#### Data provided
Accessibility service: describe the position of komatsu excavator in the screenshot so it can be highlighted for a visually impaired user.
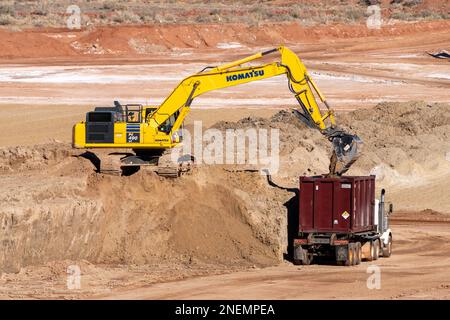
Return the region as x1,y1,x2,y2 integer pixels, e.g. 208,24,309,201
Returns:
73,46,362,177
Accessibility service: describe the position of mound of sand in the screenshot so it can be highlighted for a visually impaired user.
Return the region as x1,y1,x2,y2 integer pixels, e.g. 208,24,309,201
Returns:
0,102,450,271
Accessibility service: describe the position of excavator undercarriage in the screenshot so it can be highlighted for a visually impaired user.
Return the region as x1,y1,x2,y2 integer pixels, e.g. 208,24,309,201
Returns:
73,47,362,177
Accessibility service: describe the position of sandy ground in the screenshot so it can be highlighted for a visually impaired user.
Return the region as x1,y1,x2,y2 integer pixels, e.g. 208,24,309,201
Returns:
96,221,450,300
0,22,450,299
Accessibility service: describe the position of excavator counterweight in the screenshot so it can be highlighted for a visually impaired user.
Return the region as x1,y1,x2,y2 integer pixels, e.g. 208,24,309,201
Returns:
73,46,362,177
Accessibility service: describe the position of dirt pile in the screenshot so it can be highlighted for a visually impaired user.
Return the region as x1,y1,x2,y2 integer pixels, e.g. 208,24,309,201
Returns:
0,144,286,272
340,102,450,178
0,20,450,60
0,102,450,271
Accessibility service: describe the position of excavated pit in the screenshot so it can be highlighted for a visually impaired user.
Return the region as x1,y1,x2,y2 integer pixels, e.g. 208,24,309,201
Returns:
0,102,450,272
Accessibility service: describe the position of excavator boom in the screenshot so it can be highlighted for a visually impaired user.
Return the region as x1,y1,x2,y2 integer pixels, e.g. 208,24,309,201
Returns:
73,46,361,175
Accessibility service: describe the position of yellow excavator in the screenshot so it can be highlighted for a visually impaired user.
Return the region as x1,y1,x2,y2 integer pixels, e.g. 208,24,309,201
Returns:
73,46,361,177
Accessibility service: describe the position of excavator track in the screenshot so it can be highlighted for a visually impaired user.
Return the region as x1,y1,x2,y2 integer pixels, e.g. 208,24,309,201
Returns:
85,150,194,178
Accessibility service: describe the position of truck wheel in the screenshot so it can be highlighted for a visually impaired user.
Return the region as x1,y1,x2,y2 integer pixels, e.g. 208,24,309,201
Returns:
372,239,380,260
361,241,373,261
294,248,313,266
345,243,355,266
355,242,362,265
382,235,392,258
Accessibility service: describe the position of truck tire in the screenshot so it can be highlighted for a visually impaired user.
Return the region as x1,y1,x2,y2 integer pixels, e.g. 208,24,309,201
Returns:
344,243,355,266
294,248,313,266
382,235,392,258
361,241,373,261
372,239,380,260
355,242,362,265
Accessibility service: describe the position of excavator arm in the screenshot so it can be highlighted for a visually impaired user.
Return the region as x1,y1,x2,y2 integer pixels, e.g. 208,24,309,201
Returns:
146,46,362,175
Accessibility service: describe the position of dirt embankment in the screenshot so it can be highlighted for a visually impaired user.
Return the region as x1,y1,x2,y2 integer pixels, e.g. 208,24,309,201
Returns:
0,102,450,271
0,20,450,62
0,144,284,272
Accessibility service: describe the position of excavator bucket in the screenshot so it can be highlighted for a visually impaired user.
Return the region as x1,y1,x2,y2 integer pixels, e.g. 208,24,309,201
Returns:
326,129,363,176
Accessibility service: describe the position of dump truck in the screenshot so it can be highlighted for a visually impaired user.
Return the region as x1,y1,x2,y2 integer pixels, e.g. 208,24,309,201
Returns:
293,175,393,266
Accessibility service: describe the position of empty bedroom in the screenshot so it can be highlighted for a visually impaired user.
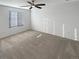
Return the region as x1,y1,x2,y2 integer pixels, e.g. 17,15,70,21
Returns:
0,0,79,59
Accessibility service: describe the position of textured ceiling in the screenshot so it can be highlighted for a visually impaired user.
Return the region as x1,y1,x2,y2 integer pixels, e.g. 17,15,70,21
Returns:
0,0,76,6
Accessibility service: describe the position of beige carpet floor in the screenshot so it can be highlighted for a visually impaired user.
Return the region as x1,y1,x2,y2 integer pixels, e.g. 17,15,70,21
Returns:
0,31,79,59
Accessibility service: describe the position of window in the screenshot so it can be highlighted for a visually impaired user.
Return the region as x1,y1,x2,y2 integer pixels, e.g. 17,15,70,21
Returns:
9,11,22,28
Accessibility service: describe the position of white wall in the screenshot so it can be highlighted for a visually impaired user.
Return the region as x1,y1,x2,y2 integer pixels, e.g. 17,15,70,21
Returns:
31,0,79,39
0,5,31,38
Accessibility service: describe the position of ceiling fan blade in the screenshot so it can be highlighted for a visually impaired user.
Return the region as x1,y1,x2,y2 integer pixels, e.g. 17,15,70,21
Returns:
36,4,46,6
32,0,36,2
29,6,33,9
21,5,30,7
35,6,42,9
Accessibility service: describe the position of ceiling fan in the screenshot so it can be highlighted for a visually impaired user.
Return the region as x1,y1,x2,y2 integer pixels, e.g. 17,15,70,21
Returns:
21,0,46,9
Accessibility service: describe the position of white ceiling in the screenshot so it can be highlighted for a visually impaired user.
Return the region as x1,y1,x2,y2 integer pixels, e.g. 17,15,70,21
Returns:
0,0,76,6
########
## Goal
Extract the entries above line for line without alteration, omitting the pictures from your reply.

## Answer in full
Accessibility service: describe the position of komatsu excavator in the screenshot so it can be highlighted for a visually impaired user.
Return the region as x1,y1,x2,y2 integer pixels, e.g. 208,24,309,201
Returns:
73,46,362,177
Accessibility service: describe the position of mound of sand in the screenshot so it can be highlighted for a visually impaired user.
Return the region as x1,y1,x2,y2 integer pixels, e.g. 208,24,309,201
Returns:
0,102,450,271
Accessibility service: describe the position of excavator undercarriage in the screenshot so it can be highlighted for a visually impaired user.
Return the region as x1,y1,x2,y2 integer pixels, e.g. 208,24,309,201
Returns:
73,47,362,177
Accessibility service: describe the position of sandy ground in the screenshot so it can be highlighted for a visually impaired user.
Return the region as x1,y1,x2,y2 integer pixels, e.g. 208,24,309,201
Returns:
96,221,450,300
0,22,450,299
Accessibility service: describe the position of excavator counterweight in the screenshot so it can be highlighted for a visually impaired user.
Return the region as x1,y1,x2,y2 integer pixels, e.g. 208,24,309,201
Returns:
73,46,362,177
Accessibility service: describe the position of dirt pile in the screenshot so it can be highlighted for a visually impaired user.
Return the region as x1,y1,x2,y2 integer pixels, e.g. 208,24,309,201
Returns:
0,144,286,272
340,102,450,178
0,20,450,60
0,102,450,271
Accessibility service: describe the position of excavated pit in the screenshot so it can be highlighted for a visually impaired user.
Return the region as x1,y1,x2,y2 integer pixels, e.g. 208,24,309,201
Returns:
0,102,450,272
Accessibility service: describe the position of excavator boom in the screenshot so it can be highlighted for a visually impaired user.
Return the region as x1,y1,x2,y2 integer pixels, e.g. 208,24,309,201
Returns:
73,46,361,175
Accessibility service: describe the position of yellow excavator in the screenshot so it can be highlighted for a visually impaired user.
Return the region as x1,y1,x2,y2 integer pixels, e.g. 208,24,309,201
Returns:
73,46,361,177
Accessibility service: describe the position of excavator track in the screenshot so it can be highlighted for a visually impaired user.
Return the region as x1,y1,x2,y2 integer pixels, e.g. 208,24,309,201
Returns:
85,150,194,178
Accessibility service: describe the position of truck wheel in the screenshot so it can be highlighted for a visually impaired user.
Return the region as x1,y1,x2,y2 integer pixels, e.g. 208,24,309,201
Returns:
372,239,380,260
361,241,373,261
294,248,313,266
345,243,355,266
355,242,362,265
382,235,392,258
Accessibility service: describe the position of truck tire in the screenshot so it can be highlighted for a visually impaired user.
Return the region as x1,y1,x2,y2 integer pixels, e.g. 208,24,309,201
Returns:
344,243,355,266
294,248,313,266
382,235,392,258
361,241,373,261
372,239,380,260
355,242,362,265
Accessibility service: describe the position of excavator arm in the screenshot so it can be highlighted for a visually impaired user.
Return the region as x1,y1,x2,y2 integer pixels, e.g. 208,24,309,201
Returns:
146,46,362,175
Accessibility service: describe the position of dirt embankment in the screenshot so it can be highlighted for a visually impaired user.
Return the region as x1,y1,x2,y2 integer pixels, e.g. 208,24,309,201
Returns:
0,102,450,271
0,20,450,62
0,144,284,272
Accessibility service: describe the position of excavator bucket in the screenshot so it can be highlighted for a visually impaired user.
Return the region as x1,y1,x2,y2 integer pixels, e.g. 208,24,309,201
Returns:
326,129,363,176
Accessibility service: describe the position of dump truck in the screenshot so it can be highlighted for a visually impaired user.
Return the region as x1,y1,x2,y2 integer pixels, e.g. 208,24,309,201
Returns:
293,175,393,266
Accessibility service: describe the position of empty bedroom in the screenshot so it can be highlighted for a visually impaired user.
Return the region as x1,y1,x2,y2 integer pixels, e.g. 17,15,70,21
Returns:
0,0,79,59
Accessibility service: describe the position of textured ceiling in the screenshot so it can be highlighted for a visually impaired user.
Return the region as x1,y1,x2,y2 integer pixels, e.g. 17,15,70,21
Returns:
0,0,76,6
Accessibility service: describe the position of beige carpet floor in the screenshot so it can be highlighted for a visually impaired user.
Return the region as x1,y1,x2,y2 integer pixels, e.g. 17,15,70,21
Returns:
0,31,79,59
Accessibility service: describe the position of window in the screenshot so it can be highlighted for a visually impaired user.
Return the region as x1,y1,x2,y2 integer pixels, e.g. 17,15,70,21
Returns:
9,11,22,28
Accessibility service: describe the position of white wall in the screenshot so it can be highlighted for a visually impaired user.
Return the region as x1,y1,x2,y2 integer pixels, e.g. 17,15,70,21
Returns:
31,0,79,39
0,5,31,38
Accessibility service: describe the position of ceiling fan blade in the screenshot so it can be highlighted for a visually impaired user.
Return the region as x1,y1,x2,y2 integer pixels, e.g. 17,15,70,21
Returns:
36,4,46,6
32,0,36,2
29,6,33,9
21,5,30,7
35,6,42,9
Accessibility service: describe the position of ceiling fan in the screenshot so it can be highlighted for a visually impaired user.
Return the region as x1,y1,x2,y2 integer pixels, e.g. 17,15,70,21
Returns:
21,0,46,9
Accessibility service: describe the position of white ceiling in the screenshot so it can be highlighted for a visually impaired user.
Return the region as x1,y1,x2,y2 integer pixels, e.g. 17,15,70,21
Returns:
0,0,76,6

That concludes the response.